What to produce: Write the listing below again, word for word.
---+---
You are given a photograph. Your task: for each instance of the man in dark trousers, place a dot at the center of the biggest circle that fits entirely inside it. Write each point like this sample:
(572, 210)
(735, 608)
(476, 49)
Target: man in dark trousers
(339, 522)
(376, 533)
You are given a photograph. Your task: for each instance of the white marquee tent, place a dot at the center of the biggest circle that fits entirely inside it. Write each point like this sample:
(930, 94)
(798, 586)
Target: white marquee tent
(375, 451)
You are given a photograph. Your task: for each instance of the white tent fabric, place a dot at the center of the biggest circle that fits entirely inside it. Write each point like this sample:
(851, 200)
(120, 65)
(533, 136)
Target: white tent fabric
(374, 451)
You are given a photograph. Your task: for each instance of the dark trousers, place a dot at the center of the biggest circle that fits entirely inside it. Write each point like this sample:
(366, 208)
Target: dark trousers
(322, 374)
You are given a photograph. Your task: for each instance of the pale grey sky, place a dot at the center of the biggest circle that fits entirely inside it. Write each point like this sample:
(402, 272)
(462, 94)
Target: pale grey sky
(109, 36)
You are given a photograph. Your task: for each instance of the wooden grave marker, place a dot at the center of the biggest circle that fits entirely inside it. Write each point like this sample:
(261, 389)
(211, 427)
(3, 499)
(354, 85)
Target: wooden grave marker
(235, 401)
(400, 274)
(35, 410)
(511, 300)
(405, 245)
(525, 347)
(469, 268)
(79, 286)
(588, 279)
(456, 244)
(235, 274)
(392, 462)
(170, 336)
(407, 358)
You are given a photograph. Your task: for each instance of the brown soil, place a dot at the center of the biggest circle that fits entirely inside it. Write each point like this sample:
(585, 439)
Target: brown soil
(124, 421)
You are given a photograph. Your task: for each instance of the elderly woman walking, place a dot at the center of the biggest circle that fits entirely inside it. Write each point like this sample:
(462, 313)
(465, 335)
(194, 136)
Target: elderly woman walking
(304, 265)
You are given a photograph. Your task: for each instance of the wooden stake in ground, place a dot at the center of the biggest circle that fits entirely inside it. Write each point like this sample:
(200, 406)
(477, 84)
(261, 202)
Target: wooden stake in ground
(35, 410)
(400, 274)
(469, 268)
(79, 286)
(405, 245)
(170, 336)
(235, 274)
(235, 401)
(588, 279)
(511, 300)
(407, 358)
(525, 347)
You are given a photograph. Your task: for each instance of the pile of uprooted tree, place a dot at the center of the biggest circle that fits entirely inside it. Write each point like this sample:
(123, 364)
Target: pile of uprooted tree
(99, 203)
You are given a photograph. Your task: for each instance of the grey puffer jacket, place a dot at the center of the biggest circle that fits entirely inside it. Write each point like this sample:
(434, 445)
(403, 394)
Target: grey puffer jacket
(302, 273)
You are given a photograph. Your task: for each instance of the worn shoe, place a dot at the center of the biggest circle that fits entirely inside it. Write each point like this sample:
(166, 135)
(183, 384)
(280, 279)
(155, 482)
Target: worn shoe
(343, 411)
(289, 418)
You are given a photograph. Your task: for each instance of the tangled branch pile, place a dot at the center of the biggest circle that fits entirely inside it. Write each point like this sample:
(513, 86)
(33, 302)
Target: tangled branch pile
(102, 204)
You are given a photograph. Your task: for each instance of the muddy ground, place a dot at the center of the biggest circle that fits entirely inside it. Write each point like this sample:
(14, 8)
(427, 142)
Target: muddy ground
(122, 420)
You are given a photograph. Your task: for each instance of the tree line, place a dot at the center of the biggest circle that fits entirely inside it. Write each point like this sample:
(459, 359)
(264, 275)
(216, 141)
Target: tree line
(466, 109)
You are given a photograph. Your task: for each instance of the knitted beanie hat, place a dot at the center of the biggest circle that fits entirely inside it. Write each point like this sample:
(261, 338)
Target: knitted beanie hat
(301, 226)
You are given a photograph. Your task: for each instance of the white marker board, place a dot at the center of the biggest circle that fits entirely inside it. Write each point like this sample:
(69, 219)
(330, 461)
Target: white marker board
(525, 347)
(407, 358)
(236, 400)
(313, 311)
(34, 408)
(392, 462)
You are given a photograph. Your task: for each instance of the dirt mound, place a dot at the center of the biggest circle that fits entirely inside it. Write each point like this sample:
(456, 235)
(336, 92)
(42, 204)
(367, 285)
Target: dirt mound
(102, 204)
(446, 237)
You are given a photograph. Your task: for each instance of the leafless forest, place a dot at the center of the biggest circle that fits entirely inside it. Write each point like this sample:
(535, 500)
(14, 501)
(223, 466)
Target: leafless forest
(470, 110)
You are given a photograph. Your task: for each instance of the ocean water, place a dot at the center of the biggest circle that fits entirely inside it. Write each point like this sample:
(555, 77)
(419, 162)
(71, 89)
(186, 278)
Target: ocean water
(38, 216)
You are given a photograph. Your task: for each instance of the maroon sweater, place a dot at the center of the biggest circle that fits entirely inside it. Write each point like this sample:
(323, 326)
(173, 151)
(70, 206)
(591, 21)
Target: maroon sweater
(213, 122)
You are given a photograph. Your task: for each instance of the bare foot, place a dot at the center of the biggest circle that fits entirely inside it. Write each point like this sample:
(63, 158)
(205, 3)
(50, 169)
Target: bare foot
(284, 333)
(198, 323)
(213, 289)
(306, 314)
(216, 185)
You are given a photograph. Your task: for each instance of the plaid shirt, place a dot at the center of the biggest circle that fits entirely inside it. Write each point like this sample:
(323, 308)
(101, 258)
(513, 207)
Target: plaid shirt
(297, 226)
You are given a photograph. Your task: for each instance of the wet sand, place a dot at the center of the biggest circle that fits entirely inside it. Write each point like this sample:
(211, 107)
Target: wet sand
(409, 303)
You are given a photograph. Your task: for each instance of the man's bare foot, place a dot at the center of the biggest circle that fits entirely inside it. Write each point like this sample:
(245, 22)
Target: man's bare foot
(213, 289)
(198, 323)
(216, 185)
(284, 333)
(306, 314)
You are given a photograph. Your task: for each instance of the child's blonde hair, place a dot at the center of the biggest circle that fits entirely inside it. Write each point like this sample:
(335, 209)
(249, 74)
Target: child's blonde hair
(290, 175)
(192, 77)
---+---
Output for this task:
You are given a photograph. Your task: for each instance of the man in dark trousers, place a dot at the center of the biggest circle that fits entirely inside it. Write each point like this sample:
(572, 210)
(735, 608)
(476, 49)
Target: man in dark trousers
(339, 522)
(376, 533)
You are given a photograph. Your task: for each instance of the white marquee tent, place a dot at the center of the biggest circle that fits entirely inside it. Write each point like this sample:
(930, 94)
(798, 586)
Target: white marquee tent
(375, 451)
You are given a photograph. Your task: for each instance of the white tent fabric, place a dot at the center of the biggest circle that fits entirely inside it. Write each point like this sample:
(851, 200)
(120, 65)
(533, 136)
Target: white tent fabric
(374, 451)
You are given a photograph. Your task: for each instance of the dark trousers, place a dot at the center of the biggest circle that fits entirely inside it. Write each point like this sample:
(366, 208)
Target: dark trousers
(322, 374)
You are given a photograph. Your task: for each instance of the pale grey sky, place a dot at the center of the biggest circle that fits entirely inside it. Write each point like this sample:
(402, 272)
(462, 94)
Target: pale grey sky
(109, 36)
You are given a photograph. Your task: for each instance of the wooden grave marker, place a dot at the center of the biggest circle that fits entirely inside it. Write each point like this sample:
(261, 389)
(211, 427)
(3, 499)
(354, 85)
Target: wooden grave marker
(235, 401)
(400, 274)
(35, 410)
(511, 300)
(405, 245)
(525, 347)
(469, 268)
(79, 286)
(588, 279)
(456, 244)
(235, 274)
(392, 462)
(170, 336)
(407, 358)
You are given a photograph. Your task: for each instance of the brown soil, place a dot at the center of the biggest circle that fits entirely inside it. Write each point like this sample:
(585, 439)
Target: brown soil
(124, 421)
You are given a photograph. Your task: for each instance of the elderly woman walking, place a dot at the center of the biggest circle that fits entirely inside it. Write each point like this sample:
(462, 313)
(465, 335)
(194, 136)
Target: elderly woman walking
(304, 265)
You are given a photograph. Your task: for each instance of the wooden stake in ground, place a dot at the center of the biggest circle that fits entirely inside it. Write each point like this sample:
(200, 406)
(477, 84)
(261, 202)
Target: wooden stake in ground
(35, 410)
(400, 274)
(469, 268)
(79, 286)
(405, 245)
(170, 336)
(235, 274)
(235, 401)
(588, 279)
(511, 300)
(407, 358)
(525, 347)
You are given a photograph. Your task: for each instance of the pile of uprooted tree, place a dot at the center of the biggest circle that fits entirely inside it. Write each point like this sample:
(123, 364)
Target: pile of uprooted tree
(99, 203)
You are given a photograph. Your task: for each instance of the grey puffer jacket, place a dot at the center of the biggest circle that fits entirely inside it. Write each point like this sample:
(434, 445)
(403, 394)
Target: grey puffer jacket
(302, 273)
You are given a photograph. Your task: for each instance of the worn shoe, place a dot at the center of the biggest circle that fits entirely inside it. Write each point like this sample:
(166, 135)
(183, 384)
(280, 279)
(155, 482)
Target: worn shoe
(343, 411)
(289, 418)
You are given a photograph. Your task: for each instance of the tangled branch pile, place a dot at the center of the biggest circle that fits entirely inside it. Write each point like this sample:
(513, 86)
(33, 302)
Target: tangled branch pile
(102, 204)
You are given a photograph. Your task: for each instance of the muddy ground, place a dot at the center of the biggest circle that fits entirely inside it. Write each point like this sample:
(14, 8)
(427, 142)
Target: muddy ground
(122, 420)
You are given a photograph. Your task: for each instance of the tree line, place a dot at the center of the biggest circle that fits entirely inside it. Write each point like this sample:
(459, 359)
(264, 275)
(216, 141)
Target: tree line
(466, 109)
You are given a photograph. Your task: for each instance of the knitted beanie hat, place a dot at the center of the biggest circle that fits entirely inside it. Write each point like this sample:
(261, 338)
Target: knitted beanie hat
(301, 226)
You are given a photograph. Your task: for each instance of the white marker board, place a dot at the center of the biggest circle that fits entirely inside it. Write each point like this sample:
(69, 219)
(330, 461)
Target: white marker board
(525, 347)
(407, 358)
(236, 400)
(313, 311)
(34, 408)
(392, 462)
You are given a photograph. Your task: for each instance of the dirt mound, place a dot at the center of the biggest circle that fits entirely inside it. Write each point like this sample:
(456, 235)
(336, 92)
(42, 204)
(367, 285)
Target: dirt mound
(102, 204)
(446, 237)
You are given a photograph. Your task: for each instance of the leafless forest, place a dot at the center of the biggest circle that fits entirely inside it. Write each point like this sample:
(535, 500)
(14, 501)
(223, 466)
Target: leafless forest
(470, 110)
You are given a photograph. Your task: for each instance of the ocean water, place a dot at the center of the biggest circle that fits entirely inside it. Write each point like this sample:
(555, 77)
(419, 162)
(71, 89)
(186, 278)
Target: ocean water
(38, 216)
You are given a photograph. Your task: for each instance of the maroon sweater, place a dot at the center of the biggest circle that fits entirely inside it. Write each point like this sample:
(323, 326)
(173, 151)
(70, 206)
(591, 21)
Target: maroon sweater
(213, 122)
You are given a photograph. Your task: for each instance of the bare foot, place a dot at the center of the biggest circle that fits entirely inside it. Write each point like this sample:
(63, 158)
(205, 3)
(50, 169)
Target: bare foot
(284, 333)
(198, 323)
(213, 289)
(306, 314)
(216, 185)
You are given a photograph. Your task: for each instance of the plaid shirt, place a dot at the center of the biggest circle that fits entirely inside it. Write each point like this sample:
(323, 308)
(101, 258)
(513, 207)
Target: plaid shirt
(297, 226)
You are given a photograph. Your task: for each instance of the wet sand, place a dot at the center of the biggest circle that fits entirely inside it. Write each point like this sample:
(211, 107)
Target: wet sand
(409, 303)
You are given a photograph. Your task: for each instance of the man's bare foot, place a dot at the center of the biggest circle that fits entirely inside it. Write each point like this sample:
(245, 22)
Target: man's bare foot
(213, 289)
(198, 323)
(216, 185)
(284, 333)
(306, 314)
You are given a photograph. Your task: for each instance of the child's blonde hair, place a dot at the center of the biggest circle that fits entirely inside it. Write each point like this sample:
(335, 209)
(249, 74)
Target: child's blonde hair
(290, 175)
(192, 77)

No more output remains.